── Input records

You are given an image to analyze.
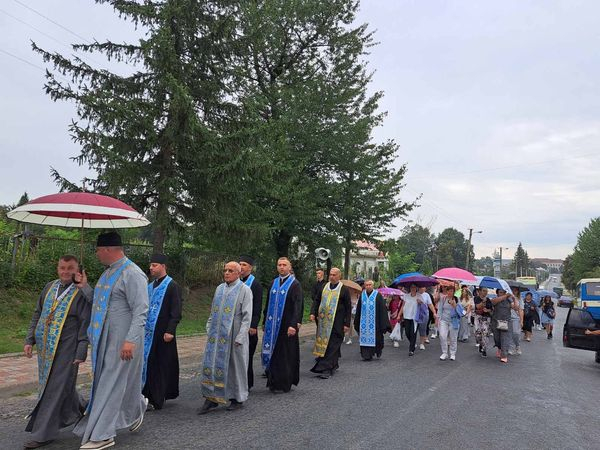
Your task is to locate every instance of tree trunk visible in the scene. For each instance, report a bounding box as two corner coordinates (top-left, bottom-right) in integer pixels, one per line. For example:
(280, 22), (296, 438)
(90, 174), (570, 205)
(343, 235), (352, 279)
(153, 141), (174, 253)
(274, 229), (291, 258)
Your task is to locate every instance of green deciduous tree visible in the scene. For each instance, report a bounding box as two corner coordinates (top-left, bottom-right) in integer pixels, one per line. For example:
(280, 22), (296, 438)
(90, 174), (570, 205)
(571, 217), (600, 281)
(434, 228), (472, 270)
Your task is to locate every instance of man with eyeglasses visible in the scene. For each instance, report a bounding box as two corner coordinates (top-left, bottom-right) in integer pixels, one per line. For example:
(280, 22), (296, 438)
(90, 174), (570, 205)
(198, 262), (252, 414)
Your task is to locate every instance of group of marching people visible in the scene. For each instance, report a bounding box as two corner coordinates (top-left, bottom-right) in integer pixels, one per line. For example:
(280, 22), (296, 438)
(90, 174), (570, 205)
(348, 281), (557, 365)
(21, 236), (559, 450)
(21, 234), (369, 450)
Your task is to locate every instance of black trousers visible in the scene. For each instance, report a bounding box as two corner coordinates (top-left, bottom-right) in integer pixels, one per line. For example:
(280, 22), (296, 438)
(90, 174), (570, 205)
(403, 319), (417, 352)
(248, 333), (258, 390)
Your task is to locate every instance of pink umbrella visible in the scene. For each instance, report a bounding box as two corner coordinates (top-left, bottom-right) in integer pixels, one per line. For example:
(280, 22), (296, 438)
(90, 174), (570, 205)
(432, 267), (477, 284)
(8, 192), (150, 262)
(377, 287), (404, 297)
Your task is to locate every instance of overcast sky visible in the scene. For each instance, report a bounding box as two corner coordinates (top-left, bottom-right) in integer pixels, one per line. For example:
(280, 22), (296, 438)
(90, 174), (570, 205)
(2, 1), (599, 260)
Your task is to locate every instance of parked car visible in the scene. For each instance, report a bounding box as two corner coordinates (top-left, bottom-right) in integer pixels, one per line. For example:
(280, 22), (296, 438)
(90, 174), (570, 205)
(563, 308), (600, 363)
(558, 296), (573, 308)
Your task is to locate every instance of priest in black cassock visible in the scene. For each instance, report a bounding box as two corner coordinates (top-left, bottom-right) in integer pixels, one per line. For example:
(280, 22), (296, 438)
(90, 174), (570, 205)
(310, 267), (352, 379)
(142, 253), (183, 410)
(353, 279), (391, 361)
(262, 257), (302, 393)
(239, 255), (263, 390)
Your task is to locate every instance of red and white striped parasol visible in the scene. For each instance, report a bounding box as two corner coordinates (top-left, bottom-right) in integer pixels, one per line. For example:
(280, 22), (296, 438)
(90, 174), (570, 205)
(8, 192), (150, 263)
(7, 192), (149, 228)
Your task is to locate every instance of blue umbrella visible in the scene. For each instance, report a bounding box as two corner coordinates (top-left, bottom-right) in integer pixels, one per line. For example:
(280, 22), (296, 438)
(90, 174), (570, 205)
(536, 289), (558, 299)
(477, 276), (511, 292)
(390, 272), (422, 288)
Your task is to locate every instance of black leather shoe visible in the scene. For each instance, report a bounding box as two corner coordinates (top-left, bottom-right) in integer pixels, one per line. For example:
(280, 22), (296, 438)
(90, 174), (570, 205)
(23, 441), (53, 449)
(226, 400), (244, 411)
(197, 400), (218, 415)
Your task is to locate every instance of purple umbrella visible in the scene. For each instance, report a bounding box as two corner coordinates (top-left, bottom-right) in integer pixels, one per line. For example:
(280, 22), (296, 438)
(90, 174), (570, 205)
(377, 287), (404, 297)
(396, 275), (439, 288)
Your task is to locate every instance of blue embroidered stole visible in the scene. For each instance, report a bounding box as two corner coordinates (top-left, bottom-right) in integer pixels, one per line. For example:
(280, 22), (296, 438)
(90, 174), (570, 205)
(313, 282), (342, 357)
(86, 258), (132, 414)
(142, 275), (172, 385)
(359, 289), (378, 347)
(200, 280), (243, 403)
(35, 280), (78, 399)
(262, 276), (294, 369)
(244, 274), (255, 287)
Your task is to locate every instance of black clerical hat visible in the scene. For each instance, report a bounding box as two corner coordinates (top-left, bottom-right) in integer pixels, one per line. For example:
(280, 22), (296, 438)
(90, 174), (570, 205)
(96, 231), (122, 247)
(151, 253), (168, 265)
(239, 255), (256, 266)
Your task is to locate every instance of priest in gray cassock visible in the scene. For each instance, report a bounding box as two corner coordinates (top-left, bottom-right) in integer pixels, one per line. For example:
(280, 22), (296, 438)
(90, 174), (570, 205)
(73, 231), (149, 450)
(198, 261), (252, 414)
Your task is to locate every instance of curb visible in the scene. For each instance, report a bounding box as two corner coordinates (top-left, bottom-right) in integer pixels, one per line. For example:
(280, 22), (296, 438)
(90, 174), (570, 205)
(0, 323), (317, 399)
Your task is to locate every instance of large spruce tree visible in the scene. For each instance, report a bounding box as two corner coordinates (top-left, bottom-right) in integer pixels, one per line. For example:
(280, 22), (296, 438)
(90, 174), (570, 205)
(34, 0), (238, 252)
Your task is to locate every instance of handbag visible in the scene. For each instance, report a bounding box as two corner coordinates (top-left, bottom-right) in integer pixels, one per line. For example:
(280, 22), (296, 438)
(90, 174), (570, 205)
(496, 319), (509, 331)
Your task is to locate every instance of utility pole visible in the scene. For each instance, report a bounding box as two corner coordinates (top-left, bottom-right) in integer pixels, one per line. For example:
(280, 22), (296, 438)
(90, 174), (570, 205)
(465, 228), (482, 272)
(498, 246), (509, 278)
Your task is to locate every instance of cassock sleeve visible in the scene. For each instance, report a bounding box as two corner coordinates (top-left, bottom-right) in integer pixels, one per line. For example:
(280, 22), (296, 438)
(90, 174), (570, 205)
(250, 279), (263, 329)
(353, 295), (362, 334)
(24, 282), (52, 346)
(235, 286), (253, 344)
(80, 283), (94, 303)
(311, 284), (324, 317)
(341, 287), (352, 328)
(262, 282), (273, 327)
(75, 294), (92, 361)
(288, 281), (303, 329)
(124, 268), (149, 343)
(377, 294), (392, 333)
(165, 282), (183, 335)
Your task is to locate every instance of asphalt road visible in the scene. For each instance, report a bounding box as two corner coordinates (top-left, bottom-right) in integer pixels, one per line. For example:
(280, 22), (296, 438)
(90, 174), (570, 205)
(2, 306), (599, 450)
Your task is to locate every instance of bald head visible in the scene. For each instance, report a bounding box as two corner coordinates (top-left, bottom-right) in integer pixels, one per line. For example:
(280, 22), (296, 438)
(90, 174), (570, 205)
(223, 261), (241, 283)
(329, 267), (341, 284)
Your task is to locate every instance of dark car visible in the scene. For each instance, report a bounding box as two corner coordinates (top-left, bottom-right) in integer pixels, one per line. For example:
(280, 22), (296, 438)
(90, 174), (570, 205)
(563, 308), (600, 363)
(558, 296), (574, 308)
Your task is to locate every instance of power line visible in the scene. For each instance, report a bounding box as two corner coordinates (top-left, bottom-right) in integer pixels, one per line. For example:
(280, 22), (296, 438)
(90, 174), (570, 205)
(12, 0), (92, 44)
(0, 47), (71, 84)
(1, 8), (75, 51)
(0, 47), (45, 71)
(404, 185), (472, 230)
(0, 8), (104, 68)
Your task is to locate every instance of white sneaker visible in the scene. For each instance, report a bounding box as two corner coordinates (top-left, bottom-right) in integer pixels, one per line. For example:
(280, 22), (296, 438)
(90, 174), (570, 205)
(345, 339), (352, 345)
(393, 341), (399, 348)
(129, 397), (148, 432)
(516, 347), (522, 355)
(440, 353), (448, 361)
(419, 344), (426, 350)
(424, 339), (430, 344)
(431, 334), (438, 339)
(450, 355), (456, 361)
(475, 343), (480, 347)
(80, 439), (115, 450)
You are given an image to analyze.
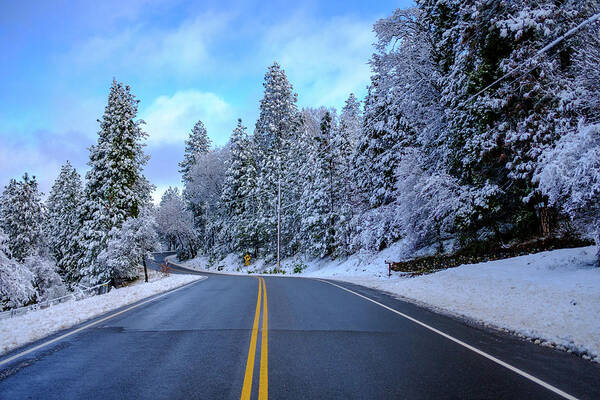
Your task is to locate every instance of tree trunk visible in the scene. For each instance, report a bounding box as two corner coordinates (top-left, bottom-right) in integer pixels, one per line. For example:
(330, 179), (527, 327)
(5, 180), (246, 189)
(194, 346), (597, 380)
(142, 257), (149, 283)
(539, 206), (551, 237)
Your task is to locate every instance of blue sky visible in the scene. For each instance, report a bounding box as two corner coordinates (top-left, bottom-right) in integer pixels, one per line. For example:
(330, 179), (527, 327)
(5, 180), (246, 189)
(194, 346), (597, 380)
(0, 0), (411, 202)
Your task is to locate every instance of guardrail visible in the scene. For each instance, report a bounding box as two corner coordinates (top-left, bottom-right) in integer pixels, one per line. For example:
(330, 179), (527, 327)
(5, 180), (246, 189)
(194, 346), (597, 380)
(0, 281), (111, 320)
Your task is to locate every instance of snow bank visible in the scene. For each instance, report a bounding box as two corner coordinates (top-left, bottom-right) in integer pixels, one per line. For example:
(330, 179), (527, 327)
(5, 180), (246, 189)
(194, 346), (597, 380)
(0, 274), (202, 356)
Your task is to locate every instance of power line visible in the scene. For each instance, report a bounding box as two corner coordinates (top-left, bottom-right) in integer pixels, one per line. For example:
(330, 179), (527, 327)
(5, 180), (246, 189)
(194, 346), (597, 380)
(462, 12), (600, 105)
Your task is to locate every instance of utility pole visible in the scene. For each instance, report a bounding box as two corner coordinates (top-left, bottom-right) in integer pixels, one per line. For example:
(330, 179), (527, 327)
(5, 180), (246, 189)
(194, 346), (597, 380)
(277, 172), (281, 271)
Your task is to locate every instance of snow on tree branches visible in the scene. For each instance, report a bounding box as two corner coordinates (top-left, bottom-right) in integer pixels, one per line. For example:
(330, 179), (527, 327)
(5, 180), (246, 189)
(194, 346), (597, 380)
(78, 79), (153, 285)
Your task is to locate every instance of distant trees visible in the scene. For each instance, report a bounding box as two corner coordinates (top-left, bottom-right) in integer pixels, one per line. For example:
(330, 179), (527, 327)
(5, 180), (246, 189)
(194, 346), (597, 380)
(0, 174), (46, 262)
(155, 187), (197, 260)
(163, 2), (600, 263)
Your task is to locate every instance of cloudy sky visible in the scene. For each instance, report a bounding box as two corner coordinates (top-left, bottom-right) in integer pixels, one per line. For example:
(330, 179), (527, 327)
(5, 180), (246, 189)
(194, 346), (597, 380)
(1, 0), (410, 202)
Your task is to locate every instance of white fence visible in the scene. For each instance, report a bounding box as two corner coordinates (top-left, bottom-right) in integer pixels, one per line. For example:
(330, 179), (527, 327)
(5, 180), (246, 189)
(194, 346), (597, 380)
(0, 281), (111, 320)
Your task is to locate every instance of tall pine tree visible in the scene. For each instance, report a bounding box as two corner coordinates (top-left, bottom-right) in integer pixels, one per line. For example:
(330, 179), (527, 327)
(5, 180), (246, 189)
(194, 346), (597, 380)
(253, 62), (300, 255)
(46, 161), (84, 284)
(179, 120), (212, 184)
(179, 120), (212, 247)
(78, 79), (153, 285)
(302, 111), (340, 257)
(221, 119), (259, 254)
(334, 94), (361, 255)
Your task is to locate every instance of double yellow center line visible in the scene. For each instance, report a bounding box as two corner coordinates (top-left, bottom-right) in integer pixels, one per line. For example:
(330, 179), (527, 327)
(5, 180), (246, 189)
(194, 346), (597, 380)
(241, 277), (268, 400)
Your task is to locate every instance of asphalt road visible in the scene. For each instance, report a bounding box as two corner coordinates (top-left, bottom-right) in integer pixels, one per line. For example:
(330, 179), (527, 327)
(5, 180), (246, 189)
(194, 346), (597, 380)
(1, 254), (599, 399)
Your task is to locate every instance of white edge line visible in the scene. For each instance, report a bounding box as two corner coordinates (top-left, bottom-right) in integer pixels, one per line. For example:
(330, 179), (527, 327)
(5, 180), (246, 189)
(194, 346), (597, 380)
(316, 279), (578, 400)
(0, 276), (207, 367)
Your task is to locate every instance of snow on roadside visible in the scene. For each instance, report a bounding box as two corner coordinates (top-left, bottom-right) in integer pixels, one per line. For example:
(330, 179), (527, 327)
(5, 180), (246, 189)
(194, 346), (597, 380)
(182, 244), (600, 362)
(0, 274), (202, 356)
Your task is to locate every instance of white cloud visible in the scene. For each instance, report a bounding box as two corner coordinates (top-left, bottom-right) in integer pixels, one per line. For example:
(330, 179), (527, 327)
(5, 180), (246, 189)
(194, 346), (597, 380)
(68, 12), (232, 77)
(259, 14), (375, 109)
(141, 90), (235, 146)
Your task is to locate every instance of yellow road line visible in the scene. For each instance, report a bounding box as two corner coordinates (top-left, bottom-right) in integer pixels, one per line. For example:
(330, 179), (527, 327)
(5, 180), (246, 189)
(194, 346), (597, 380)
(259, 278), (268, 400)
(241, 278), (262, 400)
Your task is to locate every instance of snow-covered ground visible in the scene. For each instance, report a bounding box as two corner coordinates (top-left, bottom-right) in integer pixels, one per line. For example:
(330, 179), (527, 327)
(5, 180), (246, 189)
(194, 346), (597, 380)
(181, 244), (600, 362)
(0, 273), (202, 356)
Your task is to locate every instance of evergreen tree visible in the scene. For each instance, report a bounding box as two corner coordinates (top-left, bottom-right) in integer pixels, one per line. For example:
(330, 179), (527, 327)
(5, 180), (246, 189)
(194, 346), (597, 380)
(282, 108), (322, 255)
(221, 119), (259, 254)
(303, 111), (340, 256)
(253, 62), (300, 255)
(431, 0), (594, 243)
(333, 94), (361, 255)
(46, 161), (83, 284)
(354, 78), (414, 208)
(179, 120), (212, 248)
(78, 79), (153, 285)
(179, 120), (212, 184)
(536, 123), (600, 260)
(0, 173), (46, 262)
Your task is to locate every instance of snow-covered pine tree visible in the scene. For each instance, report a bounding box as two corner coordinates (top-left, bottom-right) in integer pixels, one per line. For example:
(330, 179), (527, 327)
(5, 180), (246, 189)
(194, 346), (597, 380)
(179, 120), (212, 184)
(333, 94), (361, 255)
(355, 6), (443, 217)
(221, 119), (259, 254)
(78, 79), (153, 285)
(281, 107), (326, 255)
(497, 1), (595, 235)
(0, 229), (35, 310)
(570, 14), (600, 122)
(179, 120), (213, 252)
(353, 6), (460, 253)
(530, 6), (600, 258)
(0, 173), (46, 262)
(431, 0), (594, 243)
(253, 62), (300, 256)
(46, 161), (84, 284)
(302, 111), (340, 257)
(354, 75), (415, 209)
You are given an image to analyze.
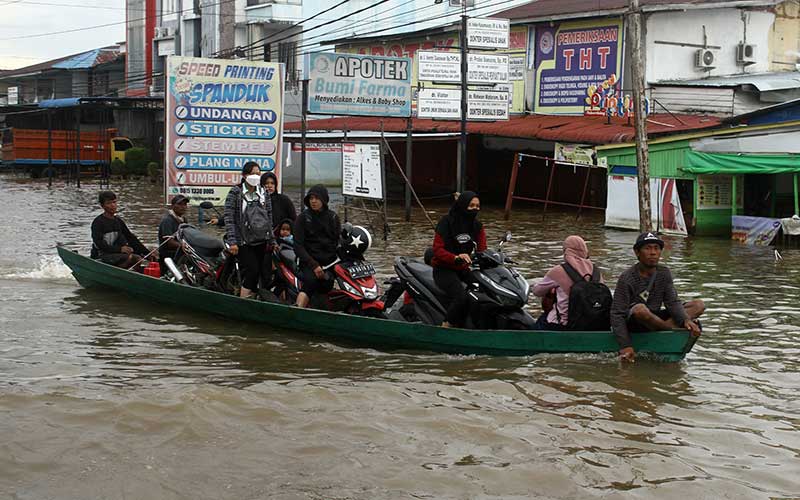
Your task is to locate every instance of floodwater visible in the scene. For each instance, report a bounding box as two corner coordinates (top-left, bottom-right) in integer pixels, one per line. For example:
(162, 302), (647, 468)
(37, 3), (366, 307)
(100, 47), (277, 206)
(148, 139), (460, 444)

────

### Work required
Nothing but the lines from the one containing "Your task is to locate every instance of snow-covered pine" through the last line of the records should appear in the copy, exactly as written and without pictures.

### Written solution
Your task is to locate every instance of snow-covered pine tree visible in the scene. For each instance, report a bounding box as two corner coordinates (top-left, bottom-right) in integer pixels, one per line. For example:
(330, 179), (527, 327)
(5, 180), (246, 189)
(194, 346), (597, 380)
(179, 120), (212, 184)
(333, 94), (361, 255)
(355, 6), (443, 217)
(221, 119), (259, 254)
(78, 79), (153, 285)
(281, 107), (326, 255)
(497, 1), (595, 235)
(0, 229), (35, 310)
(570, 14), (600, 122)
(179, 120), (213, 252)
(353, 6), (460, 253)
(530, 6), (600, 258)
(0, 173), (46, 262)
(431, 0), (594, 243)
(253, 62), (300, 256)
(46, 161), (84, 284)
(302, 111), (340, 257)
(354, 75), (415, 209)
You are given an image to analyze.
Your task is to locate every instance of floodwater visible in the scene. For each instance, report a bounding box as two corner coordinates (top-left, bottom-right) in integer pixels, one per line. For example:
(162, 302), (647, 468)
(37, 3), (366, 307)
(100, 47), (277, 206)
(148, 139), (460, 444)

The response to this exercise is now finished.